▶ **Records for this exercise**:
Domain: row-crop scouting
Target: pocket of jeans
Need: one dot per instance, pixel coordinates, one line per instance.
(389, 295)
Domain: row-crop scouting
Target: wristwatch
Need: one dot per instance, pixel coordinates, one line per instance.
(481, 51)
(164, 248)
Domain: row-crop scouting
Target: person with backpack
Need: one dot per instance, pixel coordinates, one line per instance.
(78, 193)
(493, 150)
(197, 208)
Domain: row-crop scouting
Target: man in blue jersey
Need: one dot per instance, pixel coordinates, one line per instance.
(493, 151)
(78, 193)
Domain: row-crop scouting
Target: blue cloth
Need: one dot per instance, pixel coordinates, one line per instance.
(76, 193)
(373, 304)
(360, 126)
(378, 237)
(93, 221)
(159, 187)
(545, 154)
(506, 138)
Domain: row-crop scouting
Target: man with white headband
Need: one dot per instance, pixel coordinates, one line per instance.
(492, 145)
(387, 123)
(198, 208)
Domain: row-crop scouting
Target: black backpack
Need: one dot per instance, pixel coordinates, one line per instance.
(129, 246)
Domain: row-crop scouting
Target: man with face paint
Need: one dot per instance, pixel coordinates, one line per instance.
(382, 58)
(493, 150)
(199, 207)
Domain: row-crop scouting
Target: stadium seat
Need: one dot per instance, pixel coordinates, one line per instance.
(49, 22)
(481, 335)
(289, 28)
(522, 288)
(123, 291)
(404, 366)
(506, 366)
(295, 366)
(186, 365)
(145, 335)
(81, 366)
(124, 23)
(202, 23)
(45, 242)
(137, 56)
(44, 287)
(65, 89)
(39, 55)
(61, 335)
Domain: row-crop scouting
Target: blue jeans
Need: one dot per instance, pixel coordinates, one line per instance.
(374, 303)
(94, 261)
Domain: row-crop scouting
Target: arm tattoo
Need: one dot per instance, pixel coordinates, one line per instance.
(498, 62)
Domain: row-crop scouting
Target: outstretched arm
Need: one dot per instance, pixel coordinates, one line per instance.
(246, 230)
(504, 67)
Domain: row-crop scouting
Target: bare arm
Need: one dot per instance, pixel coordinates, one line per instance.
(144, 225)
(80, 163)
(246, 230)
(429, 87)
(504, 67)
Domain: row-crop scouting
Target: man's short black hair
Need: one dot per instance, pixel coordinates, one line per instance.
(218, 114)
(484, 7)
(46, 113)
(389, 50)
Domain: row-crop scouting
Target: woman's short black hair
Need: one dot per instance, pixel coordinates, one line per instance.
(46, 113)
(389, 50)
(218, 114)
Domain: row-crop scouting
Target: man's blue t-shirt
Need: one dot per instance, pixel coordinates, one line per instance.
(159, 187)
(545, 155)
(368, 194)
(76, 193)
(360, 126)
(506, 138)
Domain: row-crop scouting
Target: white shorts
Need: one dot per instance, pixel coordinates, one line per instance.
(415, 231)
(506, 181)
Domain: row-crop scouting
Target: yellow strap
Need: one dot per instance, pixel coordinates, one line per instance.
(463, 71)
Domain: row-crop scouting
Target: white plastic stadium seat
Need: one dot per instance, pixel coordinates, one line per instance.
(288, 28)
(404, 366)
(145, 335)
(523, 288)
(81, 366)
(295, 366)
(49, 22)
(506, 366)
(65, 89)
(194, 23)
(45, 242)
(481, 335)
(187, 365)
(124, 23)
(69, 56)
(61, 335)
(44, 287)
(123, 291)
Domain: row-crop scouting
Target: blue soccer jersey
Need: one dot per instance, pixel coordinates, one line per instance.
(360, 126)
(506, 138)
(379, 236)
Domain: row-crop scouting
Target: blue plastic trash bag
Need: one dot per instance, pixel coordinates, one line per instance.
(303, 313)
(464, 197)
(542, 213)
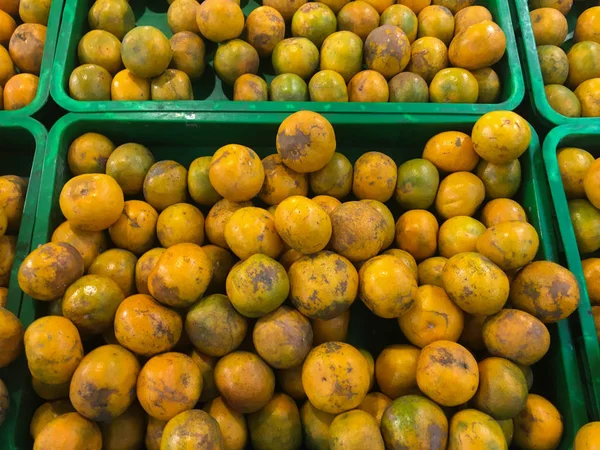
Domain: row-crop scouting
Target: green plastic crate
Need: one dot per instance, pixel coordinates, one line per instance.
(43, 92)
(211, 95)
(531, 65)
(184, 137)
(588, 138)
(22, 150)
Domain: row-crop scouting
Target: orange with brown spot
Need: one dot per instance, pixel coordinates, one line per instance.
(146, 327)
(103, 385)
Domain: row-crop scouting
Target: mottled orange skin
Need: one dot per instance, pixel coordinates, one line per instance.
(89, 153)
(101, 48)
(102, 387)
(368, 86)
(231, 423)
(283, 338)
(236, 173)
(91, 202)
(591, 272)
(206, 364)
(447, 373)
(89, 244)
(459, 194)
(177, 281)
(20, 91)
(280, 181)
(135, 230)
(432, 317)
(587, 437)
(387, 286)
(546, 290)
(502, 391)
(539, 425)
(517, 336)
(342, 52)
(90, 82)
(171, 85)
(315, 426)
(429, 55)
(328, 384)
(11, 337)
(501, 136)
(251, 231)
(470, 15)
(214, 327)
(26, 47)
(453, 85)
(480, 45)
(245, 381)
(47, 271)
(169, 384)
(359, 17)
(144, 267)
(126, 86)
(355, 428)
(53, 349)
(116, 17)
(189, 429)
(502, 210)
(451, 151)
(69, 431)
(472, 429)
(218, 217)
(335, 179)
(276, 425)
(91, 302)
(146, 327)
(313, 297)
(119, 265)
(180, 223)
(165, 184)
(257, 286)
(416, 232)
(335, 329)
(459, 234)
(395, 370)
(250, 88)
(475, 283)
(46, 413)
(290, 382)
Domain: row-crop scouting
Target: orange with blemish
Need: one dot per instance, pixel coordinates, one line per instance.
(417, 232)
(118, 265)
(53, 349)
(546, 290)
(145, 327)
(91, 202)
(328, 383)
(447, 373)
(49, 270)
(214, 327)
(102, 387)
(169, 384)
(181, 275)
(315, 298)
(245, 381)
(91, 303)
(432, 317)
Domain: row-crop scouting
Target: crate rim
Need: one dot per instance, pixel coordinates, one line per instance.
(61, 97)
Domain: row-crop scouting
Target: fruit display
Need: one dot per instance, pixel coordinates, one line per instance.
(568, 54)
(23, 26)
(212, 299)
(444, 51)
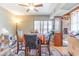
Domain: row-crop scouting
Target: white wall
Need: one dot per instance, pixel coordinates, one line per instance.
(5, 21)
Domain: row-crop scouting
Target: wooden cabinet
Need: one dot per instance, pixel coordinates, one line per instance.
(58, 39)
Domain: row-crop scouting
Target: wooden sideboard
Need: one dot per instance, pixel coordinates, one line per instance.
(73, 46)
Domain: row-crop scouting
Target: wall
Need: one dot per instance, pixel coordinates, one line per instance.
(5, 21)
(27, 22)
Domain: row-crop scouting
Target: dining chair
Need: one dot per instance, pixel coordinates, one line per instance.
(31, 42)
(48, 37)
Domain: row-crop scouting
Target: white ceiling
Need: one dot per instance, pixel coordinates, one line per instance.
(21, 10)
(46, 9)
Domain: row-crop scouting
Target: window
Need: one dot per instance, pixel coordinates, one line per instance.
(43, 26)
(75, 21)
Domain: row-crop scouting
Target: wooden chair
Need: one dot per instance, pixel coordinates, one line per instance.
(47, 42)
(20, 45)
(31, 42)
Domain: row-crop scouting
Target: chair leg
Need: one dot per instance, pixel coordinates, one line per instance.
(49, 50)
(26, 52)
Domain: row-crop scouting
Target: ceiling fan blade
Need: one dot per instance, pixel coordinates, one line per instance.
(27, 10)
(36, 10)
(38, 5)
(23, 5)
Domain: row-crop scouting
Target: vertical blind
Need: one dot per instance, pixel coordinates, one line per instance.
(75, 21)
(43, 26)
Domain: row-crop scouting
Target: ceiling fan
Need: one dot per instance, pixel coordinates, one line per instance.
(31, 6)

▶ **Work task**: The reply should hold only the lines from the beginning of the listing above through the line with "Target: blue cloth", each one written exactly as it appears.

▶ **Task response**:
Domain: row-crop scouting
Target: pocket of jeans
Need: one dot per instance, pixel coordinates, one line per instance.
(389, 295)
Domain: row-crop scouting
Target: wristwatch
Need: one dot per instance, pixel coordinates, one line per instance.
(481, 51)
(164, 248)
Domain: row-crop scouting
Target: person with backpack
Need: one dot per instance, pixel coordinates, one line per instance.
(78, 193)
(493, 150)
(197, 208)
Domain: row-crop scouting
Target: man in blue jersey
Need: one dot per instance, pixel coordinates, one line per instance.
(493, 151)
(78, 193)
Domain: row-crop scouting
Target: blue cloth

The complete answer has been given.